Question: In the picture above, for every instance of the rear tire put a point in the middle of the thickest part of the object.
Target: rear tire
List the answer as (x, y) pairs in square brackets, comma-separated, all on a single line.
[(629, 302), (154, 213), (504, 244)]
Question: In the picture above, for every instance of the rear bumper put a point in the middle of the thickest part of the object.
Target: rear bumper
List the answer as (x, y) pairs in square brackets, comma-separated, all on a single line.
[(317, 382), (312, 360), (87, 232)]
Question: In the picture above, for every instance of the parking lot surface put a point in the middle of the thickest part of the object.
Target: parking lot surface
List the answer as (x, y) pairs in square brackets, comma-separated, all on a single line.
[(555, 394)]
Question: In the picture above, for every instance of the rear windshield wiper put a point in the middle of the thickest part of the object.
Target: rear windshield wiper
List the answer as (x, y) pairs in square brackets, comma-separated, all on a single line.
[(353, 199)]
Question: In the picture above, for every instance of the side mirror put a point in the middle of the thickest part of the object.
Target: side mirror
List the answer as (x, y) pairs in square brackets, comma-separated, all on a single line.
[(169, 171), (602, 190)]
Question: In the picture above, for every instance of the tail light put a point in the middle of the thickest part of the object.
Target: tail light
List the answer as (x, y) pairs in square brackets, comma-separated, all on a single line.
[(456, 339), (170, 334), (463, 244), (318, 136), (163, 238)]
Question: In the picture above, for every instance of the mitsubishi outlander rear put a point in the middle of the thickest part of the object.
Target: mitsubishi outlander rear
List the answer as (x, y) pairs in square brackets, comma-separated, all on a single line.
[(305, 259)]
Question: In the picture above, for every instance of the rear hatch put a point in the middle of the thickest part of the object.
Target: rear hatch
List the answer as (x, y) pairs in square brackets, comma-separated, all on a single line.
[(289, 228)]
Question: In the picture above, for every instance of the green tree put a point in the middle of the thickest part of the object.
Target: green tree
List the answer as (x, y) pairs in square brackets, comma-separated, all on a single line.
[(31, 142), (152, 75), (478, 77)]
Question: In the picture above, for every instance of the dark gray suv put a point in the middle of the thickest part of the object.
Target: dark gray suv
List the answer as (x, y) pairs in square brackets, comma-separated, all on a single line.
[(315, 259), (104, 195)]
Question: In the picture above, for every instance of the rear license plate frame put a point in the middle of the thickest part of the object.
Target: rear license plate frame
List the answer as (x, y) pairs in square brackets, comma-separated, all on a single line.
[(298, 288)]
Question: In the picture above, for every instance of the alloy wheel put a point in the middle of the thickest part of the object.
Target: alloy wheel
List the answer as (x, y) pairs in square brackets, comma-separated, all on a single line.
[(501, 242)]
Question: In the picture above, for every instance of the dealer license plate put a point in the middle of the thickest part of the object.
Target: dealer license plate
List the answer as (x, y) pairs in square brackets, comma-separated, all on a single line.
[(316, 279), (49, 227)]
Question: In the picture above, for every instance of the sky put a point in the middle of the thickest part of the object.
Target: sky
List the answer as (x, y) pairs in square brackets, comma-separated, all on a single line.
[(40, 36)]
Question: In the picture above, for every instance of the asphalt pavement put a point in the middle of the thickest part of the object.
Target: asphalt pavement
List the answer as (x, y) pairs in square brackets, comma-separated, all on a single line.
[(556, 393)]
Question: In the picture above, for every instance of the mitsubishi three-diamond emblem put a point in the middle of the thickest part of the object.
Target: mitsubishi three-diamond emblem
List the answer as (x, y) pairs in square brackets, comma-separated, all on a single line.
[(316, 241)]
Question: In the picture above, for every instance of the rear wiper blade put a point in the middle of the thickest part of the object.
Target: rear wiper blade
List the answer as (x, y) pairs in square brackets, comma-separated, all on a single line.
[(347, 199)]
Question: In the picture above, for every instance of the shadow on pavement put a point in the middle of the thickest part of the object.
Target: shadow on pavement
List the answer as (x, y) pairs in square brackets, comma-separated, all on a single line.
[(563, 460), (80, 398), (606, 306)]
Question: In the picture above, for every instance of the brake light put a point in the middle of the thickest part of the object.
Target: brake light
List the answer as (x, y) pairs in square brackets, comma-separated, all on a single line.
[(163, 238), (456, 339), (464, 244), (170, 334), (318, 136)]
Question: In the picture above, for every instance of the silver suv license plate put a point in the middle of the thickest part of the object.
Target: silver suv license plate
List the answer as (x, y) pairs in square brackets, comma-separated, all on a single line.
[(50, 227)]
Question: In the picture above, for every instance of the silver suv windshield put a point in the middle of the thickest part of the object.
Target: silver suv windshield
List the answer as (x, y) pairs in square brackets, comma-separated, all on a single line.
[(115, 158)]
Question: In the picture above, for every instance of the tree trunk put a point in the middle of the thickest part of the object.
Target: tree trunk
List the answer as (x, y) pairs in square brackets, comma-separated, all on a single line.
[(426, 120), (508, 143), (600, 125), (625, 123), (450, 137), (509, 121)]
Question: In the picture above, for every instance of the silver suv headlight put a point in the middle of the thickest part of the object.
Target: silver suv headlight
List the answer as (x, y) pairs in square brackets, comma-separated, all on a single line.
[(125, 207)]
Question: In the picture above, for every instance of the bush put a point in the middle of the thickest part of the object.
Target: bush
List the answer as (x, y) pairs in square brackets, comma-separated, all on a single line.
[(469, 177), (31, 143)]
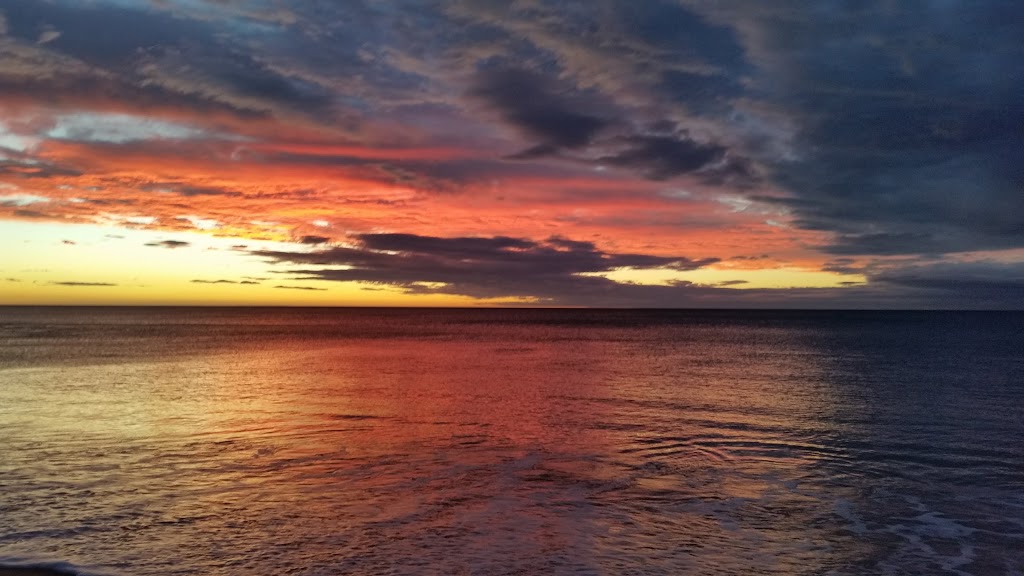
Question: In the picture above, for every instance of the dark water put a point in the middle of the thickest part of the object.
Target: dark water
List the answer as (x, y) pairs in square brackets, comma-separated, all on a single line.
[(138, 442)]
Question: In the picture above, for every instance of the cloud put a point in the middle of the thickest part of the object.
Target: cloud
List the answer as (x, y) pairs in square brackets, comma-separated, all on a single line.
[(983, 283), (903, 147), (299, 288), (534, 105), (169, 244), (493, 266), (662, 157)]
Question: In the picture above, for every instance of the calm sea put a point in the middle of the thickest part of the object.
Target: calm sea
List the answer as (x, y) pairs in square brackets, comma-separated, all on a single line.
[(270, 442)]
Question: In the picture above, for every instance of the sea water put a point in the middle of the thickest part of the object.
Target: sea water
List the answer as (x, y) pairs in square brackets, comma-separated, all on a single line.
[(269, 441)]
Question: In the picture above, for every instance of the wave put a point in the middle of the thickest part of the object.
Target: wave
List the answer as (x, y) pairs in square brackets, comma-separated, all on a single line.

━━━━━━━━━━━━━━━━━━━━

**Exercise requirements**
Copy exactly the lines above, starting at the opening line and finishing at the line in which "the mitsubishi outlander" occurs.

**Response to the exercise**
Question: In the picture above, for every instance of the rear tire put a point in the middle of the thickest part of the object.
Target: rear tire
List the answer as (x, y) pairs in square brackets, comma-separated, all on a single line.
[(629, 302), (154, 213), (504, 244)]
Question: In the picture above, for every instance of the rear bumper put a point in the middle of the thickest part of the object.
Target: rear bumper
List the answer as (x, y) pairs in square brackets, comma-separated, all on a single line.
[(317, 382), (312, 360), (87, 232)]
Question: In the picture above, for every instance of the parking lot surface put a point in the middle of the thickest part of the object.
Target: parking lot surface
List the answer as (x, y) pairs in square brackets, comma-separated, all on a single line.
[(555, 394)]
Question: In the picture above, for every instance of the rear windshield wiper put a point in the middle of the thickest part of the object.
Target: rear windshield wiper
List the answer as (x, y) pairs in square brackets, comma-separated, all on a single line.
[(353, 199)]
Question: In the picture above, for every instance of the side mirror put a point in the middle of the thickest part of the object.
Target: side mirror
List the answer as (x, y) pairs in square brackets, comma-separated, all on a single line.
[(169, 171), (602, 190)]
Question: In the picture above, for every instance of the tail light put a point in the middle of the thickest part of the object.
Target: tail light
List the answer as (x, y) pairs in square brackets, comma-separated, all on a single line.
[(456, 339), (170, 334), (463, 244), (318, 136), (163, 238)]
Question: In the picture above, for every instance of the mitsubishi outlander rear put a point in the middle of the thickest part of the object.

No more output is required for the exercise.